TEXT TO READ:
-- start --
Skip to main content
January, 2014

Indexing Unmanaged Files for Solr Search

Ki H. Kim
Ki H. Kim
Director, Engineering

As an add-on Drupal module for Apache Solr Search, Apache Solr Attachments enables indexing and searching of file attachments. Tika java application is a recommended choice to parse the text contents out of various file formats. Tika not only can parse plain text files or Microsoft Office documents, but it can also read meta data contained in image, audio and video formats. File indexing, however, only works for files attached to contents, which are managed by Drupal. However, consider the situation in which content files are uploaded but not managed; that is, Drupal neither knows about nor tracks the files, even though they are linked in the contents. The files could have been uploaded through a wysiwyg editor without Drupal's knowledge, or the contents could have been migrated from another system. Would there be a way to index unmanaged files? My colleague Gergely Lekli shared a method of splitting a potentially long body of contents into multiple Solr documents for each paragraph in his blog, Paragraph Level Search Results with Solr.

The method being presented here is essentially the same approach to creating multiple Solr documents from a single content (aka node in Drupal lingo), only applied to files. Apache Solr module provides an API to allow just that. That is what actually happens with Apache Solr Attachments module for managed files. If a Drupal node has three attached files parsable by Tika, total of 4 Solr documents would be indexed; one node plus three files. Solr documents derived from files will show up as a search result as if they are an independent entity.
-- end --
WRITTEN PROBLEM:
Answer these from the post on indexing unmanaged files for Solr search:
(a) Which Java application does the post recommend for parsing text out of various file formats?
(b) What two ways does the post give for how content files could end up unmanaged by Drupal?
(c) How many Solr documents are indexed for a Drupal node with three attached files that Tika can parse?

RECORDED DATA:
-- start --
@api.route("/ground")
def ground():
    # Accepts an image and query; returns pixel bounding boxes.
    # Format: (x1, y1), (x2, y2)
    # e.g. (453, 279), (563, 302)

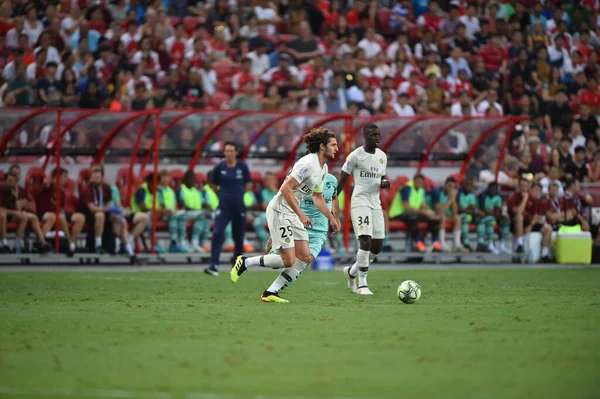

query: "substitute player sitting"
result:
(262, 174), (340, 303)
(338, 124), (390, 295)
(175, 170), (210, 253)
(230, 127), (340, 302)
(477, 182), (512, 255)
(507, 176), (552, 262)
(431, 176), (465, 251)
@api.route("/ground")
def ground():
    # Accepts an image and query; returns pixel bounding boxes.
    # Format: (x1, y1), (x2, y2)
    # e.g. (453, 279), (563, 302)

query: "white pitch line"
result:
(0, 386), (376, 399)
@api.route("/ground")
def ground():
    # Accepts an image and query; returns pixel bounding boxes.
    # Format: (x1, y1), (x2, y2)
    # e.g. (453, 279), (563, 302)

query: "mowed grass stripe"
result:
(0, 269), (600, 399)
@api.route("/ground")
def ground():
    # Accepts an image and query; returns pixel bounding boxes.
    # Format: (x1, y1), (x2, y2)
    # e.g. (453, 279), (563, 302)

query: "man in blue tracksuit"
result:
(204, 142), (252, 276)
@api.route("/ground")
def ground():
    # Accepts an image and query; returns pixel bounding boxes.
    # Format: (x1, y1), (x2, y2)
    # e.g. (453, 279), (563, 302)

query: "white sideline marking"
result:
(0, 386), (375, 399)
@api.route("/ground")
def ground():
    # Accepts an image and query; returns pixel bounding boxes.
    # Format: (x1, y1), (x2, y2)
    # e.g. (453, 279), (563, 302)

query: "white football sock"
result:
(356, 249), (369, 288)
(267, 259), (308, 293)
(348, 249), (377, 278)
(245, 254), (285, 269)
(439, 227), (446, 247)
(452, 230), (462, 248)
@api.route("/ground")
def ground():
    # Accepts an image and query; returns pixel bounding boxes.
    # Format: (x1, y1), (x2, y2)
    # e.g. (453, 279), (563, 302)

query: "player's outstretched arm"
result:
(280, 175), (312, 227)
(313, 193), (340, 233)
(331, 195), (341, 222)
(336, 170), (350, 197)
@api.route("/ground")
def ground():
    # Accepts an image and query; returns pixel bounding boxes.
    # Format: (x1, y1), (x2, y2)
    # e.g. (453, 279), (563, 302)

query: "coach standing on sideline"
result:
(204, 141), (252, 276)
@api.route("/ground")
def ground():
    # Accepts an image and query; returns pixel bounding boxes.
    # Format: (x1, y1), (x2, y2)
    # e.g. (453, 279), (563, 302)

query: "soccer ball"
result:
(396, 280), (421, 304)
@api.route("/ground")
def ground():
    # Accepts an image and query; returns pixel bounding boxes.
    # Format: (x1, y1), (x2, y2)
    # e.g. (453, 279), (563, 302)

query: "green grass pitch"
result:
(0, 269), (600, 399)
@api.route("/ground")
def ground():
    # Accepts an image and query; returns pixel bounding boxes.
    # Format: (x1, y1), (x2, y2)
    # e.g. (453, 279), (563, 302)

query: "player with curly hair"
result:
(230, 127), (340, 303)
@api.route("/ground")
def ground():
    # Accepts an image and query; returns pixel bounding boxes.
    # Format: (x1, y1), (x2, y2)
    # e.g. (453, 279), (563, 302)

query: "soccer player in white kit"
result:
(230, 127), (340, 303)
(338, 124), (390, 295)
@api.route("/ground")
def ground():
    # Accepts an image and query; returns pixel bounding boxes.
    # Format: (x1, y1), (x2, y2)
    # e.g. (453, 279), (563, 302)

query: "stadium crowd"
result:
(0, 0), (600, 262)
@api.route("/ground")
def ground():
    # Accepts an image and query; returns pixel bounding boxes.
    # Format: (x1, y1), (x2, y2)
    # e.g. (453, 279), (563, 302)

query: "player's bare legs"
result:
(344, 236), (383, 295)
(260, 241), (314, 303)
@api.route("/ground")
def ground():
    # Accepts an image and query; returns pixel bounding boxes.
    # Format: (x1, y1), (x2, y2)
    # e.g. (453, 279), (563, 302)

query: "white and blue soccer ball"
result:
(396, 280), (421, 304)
-- end --
COMPLETE ANSWER:
(a) Tika.
(b) The files could have been uploaded through a wysiwyg editor without Drupal's knowledge, or the contents could have been migrated from another system.
(c) Four: one for the node plus three for the files.